- Supplied data -

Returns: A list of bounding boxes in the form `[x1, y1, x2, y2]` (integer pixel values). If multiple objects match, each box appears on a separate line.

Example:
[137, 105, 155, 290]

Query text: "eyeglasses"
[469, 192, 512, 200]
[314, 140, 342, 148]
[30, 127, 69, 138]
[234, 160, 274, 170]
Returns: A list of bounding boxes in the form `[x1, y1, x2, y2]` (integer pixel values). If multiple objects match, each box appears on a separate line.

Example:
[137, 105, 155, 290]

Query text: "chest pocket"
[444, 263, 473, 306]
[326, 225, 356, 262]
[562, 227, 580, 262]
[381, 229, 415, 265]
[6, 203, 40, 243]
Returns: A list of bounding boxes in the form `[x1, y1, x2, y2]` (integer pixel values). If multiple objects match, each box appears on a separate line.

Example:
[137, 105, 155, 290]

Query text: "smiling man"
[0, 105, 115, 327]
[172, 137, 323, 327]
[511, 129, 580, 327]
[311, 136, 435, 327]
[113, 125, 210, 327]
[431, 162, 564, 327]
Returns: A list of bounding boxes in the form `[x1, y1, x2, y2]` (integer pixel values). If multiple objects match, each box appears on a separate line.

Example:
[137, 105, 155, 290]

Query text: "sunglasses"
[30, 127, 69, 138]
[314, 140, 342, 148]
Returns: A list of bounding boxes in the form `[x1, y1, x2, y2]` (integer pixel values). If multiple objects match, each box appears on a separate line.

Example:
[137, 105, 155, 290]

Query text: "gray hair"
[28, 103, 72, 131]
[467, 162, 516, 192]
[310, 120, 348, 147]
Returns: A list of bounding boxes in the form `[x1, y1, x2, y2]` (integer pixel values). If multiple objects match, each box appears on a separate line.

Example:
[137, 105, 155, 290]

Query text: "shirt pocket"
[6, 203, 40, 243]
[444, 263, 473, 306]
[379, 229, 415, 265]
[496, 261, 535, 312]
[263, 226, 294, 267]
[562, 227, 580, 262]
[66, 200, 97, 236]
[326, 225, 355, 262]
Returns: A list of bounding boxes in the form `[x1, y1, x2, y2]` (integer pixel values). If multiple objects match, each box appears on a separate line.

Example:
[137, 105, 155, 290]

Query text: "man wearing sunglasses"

- Exercise task -
Copy the lines above word for word, beginning with the very first line and stopping after the line that contains "[234, 160, 274, 170]".

- Task response -
Returns: A list of bounding boxes in the form `[x1, y1, x2, y2]` (integer pixel values). If multiple objects match, each box appears on a separate line.

Example:
[137, 105, 155, 290]

Query text: "eyeglasses"
[469, 192, 512, 200]
[314, 140, 342, 148]
[30, 127, 69, 138]
[234, 160, 274, 170]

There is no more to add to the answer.